→ Aim of the exercise
Copy out the lines below in full, swapping every "with a pin" for "with a marker" and leaving the rest as it is.

→ Records supplied

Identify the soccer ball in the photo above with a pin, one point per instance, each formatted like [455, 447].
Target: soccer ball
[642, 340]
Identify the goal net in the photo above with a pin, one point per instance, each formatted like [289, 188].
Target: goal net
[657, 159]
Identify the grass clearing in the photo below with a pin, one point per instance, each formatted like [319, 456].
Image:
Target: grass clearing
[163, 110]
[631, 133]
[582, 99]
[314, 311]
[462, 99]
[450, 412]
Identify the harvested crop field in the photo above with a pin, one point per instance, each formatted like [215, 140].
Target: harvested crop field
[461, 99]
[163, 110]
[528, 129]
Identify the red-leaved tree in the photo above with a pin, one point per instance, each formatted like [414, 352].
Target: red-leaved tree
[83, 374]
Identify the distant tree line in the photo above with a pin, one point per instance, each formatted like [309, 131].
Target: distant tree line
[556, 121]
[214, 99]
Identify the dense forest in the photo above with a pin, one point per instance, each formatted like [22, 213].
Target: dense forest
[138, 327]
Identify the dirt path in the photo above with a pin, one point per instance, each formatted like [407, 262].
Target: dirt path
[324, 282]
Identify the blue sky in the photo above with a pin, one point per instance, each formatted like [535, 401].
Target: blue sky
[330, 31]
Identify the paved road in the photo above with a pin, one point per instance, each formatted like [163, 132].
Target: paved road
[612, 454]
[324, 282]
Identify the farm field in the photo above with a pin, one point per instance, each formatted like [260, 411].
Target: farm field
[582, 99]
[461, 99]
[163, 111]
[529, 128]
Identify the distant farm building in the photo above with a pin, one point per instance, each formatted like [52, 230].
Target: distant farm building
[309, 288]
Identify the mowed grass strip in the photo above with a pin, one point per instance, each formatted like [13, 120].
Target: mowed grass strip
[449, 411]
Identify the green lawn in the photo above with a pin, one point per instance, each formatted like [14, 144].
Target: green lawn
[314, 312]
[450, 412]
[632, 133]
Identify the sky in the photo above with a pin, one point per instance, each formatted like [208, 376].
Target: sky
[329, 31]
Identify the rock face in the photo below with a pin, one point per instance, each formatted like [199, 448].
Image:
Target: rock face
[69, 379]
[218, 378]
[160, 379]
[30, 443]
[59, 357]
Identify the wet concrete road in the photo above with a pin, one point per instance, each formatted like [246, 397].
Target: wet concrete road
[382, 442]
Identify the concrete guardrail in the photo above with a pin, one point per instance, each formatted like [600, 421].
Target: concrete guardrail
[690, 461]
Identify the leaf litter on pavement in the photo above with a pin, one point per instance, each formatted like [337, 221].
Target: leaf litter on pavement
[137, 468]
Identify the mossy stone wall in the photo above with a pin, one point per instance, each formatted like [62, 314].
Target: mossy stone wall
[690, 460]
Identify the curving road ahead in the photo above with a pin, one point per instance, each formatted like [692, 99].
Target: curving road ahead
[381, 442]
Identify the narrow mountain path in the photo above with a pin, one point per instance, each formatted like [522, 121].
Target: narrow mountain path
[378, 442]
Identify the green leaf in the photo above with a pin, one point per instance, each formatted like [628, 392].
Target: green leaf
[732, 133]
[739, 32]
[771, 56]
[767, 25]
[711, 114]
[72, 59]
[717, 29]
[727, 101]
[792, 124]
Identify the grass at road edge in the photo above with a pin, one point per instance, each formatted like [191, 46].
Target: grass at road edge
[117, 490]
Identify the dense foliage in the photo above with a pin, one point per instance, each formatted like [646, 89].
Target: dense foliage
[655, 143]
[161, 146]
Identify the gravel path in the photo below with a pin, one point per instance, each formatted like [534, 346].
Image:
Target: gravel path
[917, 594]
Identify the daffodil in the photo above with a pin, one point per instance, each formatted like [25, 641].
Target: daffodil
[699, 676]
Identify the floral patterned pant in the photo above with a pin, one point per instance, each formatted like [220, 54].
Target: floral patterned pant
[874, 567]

→ Exercise solution
Identify the soccer ball in the photo above with a marker, one point per instance, each formatted like [455, 447].
Target: soccer ball
[642, 340]
Identify the goal net in the photo above with a marker, one point per instance, each formatted like [289, 188].
Target: goal net
[657, 159]
Identify the grass clearing in the photo below with a marker, one point per instance, each formatted like [319, 456].
Image:
Target: grass clearing
[163, 110]
[631, 133]
[582, 99]
[314, 311]
[462, 99]
[450, 412]
Identify the harvested crop field in the photo above with a marker, one point per instance, each formatted like [215, 140].
Target: harvested crop field
[461, 99]
[163, 110]
[528, 129]
Identify the red-leaved tree in the photo above with a marker, one point per instance, each formatted like [414, 352].
Target: red-leaved tree
[83, 374]
Identify the distant tree line in the photo above with a marker, one point per instance, each formatted like [309, 131].
Target: distant tree line
[556, 121]
[214, 99]
Identify the dense forest in the photo above with a marker, one point per instance, each formatted like [22, 213].
Target: dense forest
[138, 327]
Identify the dirt path in the photo above with a marker, one point per instance, each formatted like [407, 262].
Target: dirt path
[324, 282]
Identify the blue sky in the photo above with a marker, one point per instance, each formatted like [535, 401].
Target: blue sky
[330, 31]
Identify the paved road in the photo above with a marker, one point per instance, each formatted like [163, 132].
Target: paved road
[612, 454]
[324, 282]
Identify the farm field in the photo above with a marker, one point per instance, each formatted like [260, 411].
Target: farm field
[582, 99]
[461, 99]
[163, 111]
[529, 128]
Identify the distant farm building in the photo above with a marker, one point per instance, each formatted like [52, 230].
Target: distant farm building
[309, 288]
Identify the mowed grass strip in the photo above with a marker, one point per instance, each formatted like [13, 120].
Target: mowed grass strip
[449, 411]
Identify the green lawn in the photo above with a marker, one point per instance, each formatted like [14, 144].
Target: green lawn
[314, 312]
[450, 412]
[632, 133]
Identify the sky in the photo above with a marker, one point per instance, each formatted like [208, 376].
Target: sky
[329, 31]
Identify the rock face in the photo below with a marker, one point per instance, each formatted like [199, 448].
Image:
Target: rock face
[69, 379]
[218, 378]
[160, 379]
[30, 443]
[59, 357]
Identify the wet concrete road in the photo above with a marker, one point per instance, each formatted like [246, 397].
Target: wet concrete road
[382, 442]
Identify the concrete guardrail in the photo above with a marker, one point per instance, each formatted like [600, 421].
Target: concrete guardrail
[690, 461]
Identify the leaf litter on pavement in the photo above with a marker, one point per instance, each formatted like [337, 221].
Target: leaf litter on pavement
[137, 468]
Identify the mossy stone wall in the photo above with a marker, one point per instance, each formatted like [62, 314].
Target: mossy stone wall
[690, 460]
Identify the curving road ahead in the photo above with a marker, one point per instance, each formatted like [692, 99].
Target: curving road ahead
[381, 442]
Identify the narrow mountain path in the photo above with a marker, one point per instance, each formatted like [522, 121].
Target: narrow mountain path
[378, 442]
Identify the green leaf in the photo above with a marker, one point per instance, each formatted like [628, 392].
Target: green leaf
[732, 133]
[739, 32]
[771, 56]
[767, 25]
[711, 114]
[72, 59]
[717, 29]
[727, 101]
[792, 124]
Identify the grass at road edge in the photo above with a marker, one point per instance, each formatted like [191, 46].
Target: grass at road edge
[117, 490]
Identify the dense foliage in the photo above with a marker, one point per instance, each formatted like [646, 89].
Target: dense foliage
[655, 143]
[161, 146]
Identify the gravel path in the photo below with a marker, one point per instance, each formatted like [534, 346].
Image:
Target: gravel path
[917, 594]
Identify the daffodil in the photo above with a marker, one point per instance, each formatted like [25, 641].
Target: daffodil
[699, 676]
Identify the floral patterned pant in the photo above with a marker, one point per instance, each formatted like [220, 54].
Target: floral patterned pant
[874, 567]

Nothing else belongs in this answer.